**THE PROBLEM**:
If a line below holds the word "white", count it; then say how many such lines there are and nothing else.
################
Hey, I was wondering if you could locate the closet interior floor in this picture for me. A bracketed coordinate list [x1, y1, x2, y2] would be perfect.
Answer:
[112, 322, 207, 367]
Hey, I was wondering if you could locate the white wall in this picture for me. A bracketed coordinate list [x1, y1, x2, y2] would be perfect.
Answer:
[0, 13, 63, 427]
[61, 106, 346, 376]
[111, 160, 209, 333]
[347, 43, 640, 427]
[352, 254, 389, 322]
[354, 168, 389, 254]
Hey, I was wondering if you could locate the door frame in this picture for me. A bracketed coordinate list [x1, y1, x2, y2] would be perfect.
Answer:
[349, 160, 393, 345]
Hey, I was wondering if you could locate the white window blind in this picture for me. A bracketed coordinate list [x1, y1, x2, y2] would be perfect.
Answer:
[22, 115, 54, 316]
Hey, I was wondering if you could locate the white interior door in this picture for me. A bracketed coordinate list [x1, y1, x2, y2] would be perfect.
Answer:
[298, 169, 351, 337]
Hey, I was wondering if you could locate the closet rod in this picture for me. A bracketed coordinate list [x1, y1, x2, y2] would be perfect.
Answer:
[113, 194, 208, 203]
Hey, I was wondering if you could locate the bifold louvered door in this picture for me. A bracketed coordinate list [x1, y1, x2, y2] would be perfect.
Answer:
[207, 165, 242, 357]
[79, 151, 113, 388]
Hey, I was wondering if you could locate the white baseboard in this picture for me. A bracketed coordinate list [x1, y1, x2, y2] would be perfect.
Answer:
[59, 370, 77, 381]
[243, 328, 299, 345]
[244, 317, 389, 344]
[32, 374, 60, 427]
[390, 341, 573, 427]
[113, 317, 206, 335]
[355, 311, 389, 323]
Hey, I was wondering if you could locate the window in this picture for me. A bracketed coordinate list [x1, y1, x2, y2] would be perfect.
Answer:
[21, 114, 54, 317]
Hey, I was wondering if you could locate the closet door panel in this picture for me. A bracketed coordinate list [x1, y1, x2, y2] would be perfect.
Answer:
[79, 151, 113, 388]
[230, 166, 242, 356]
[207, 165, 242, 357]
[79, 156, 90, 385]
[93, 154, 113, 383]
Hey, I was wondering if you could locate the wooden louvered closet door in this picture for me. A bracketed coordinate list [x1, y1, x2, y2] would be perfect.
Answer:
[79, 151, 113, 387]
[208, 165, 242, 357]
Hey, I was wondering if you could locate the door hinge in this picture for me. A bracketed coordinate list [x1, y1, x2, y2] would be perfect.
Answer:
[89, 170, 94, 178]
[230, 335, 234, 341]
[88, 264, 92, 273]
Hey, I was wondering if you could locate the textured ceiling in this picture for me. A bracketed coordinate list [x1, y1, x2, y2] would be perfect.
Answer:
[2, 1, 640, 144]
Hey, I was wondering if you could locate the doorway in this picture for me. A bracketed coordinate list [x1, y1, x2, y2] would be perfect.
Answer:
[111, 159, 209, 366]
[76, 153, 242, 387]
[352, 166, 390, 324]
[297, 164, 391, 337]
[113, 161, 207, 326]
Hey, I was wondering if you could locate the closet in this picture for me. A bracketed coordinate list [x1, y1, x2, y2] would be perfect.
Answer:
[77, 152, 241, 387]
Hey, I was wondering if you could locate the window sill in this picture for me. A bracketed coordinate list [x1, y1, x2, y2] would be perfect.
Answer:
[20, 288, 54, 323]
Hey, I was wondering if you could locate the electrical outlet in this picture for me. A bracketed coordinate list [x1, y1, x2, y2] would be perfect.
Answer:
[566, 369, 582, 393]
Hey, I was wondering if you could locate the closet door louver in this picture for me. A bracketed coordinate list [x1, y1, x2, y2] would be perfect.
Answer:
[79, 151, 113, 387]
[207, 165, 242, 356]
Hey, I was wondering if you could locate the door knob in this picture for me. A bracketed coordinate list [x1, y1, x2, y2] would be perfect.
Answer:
################
**TASK ANSWER**:
4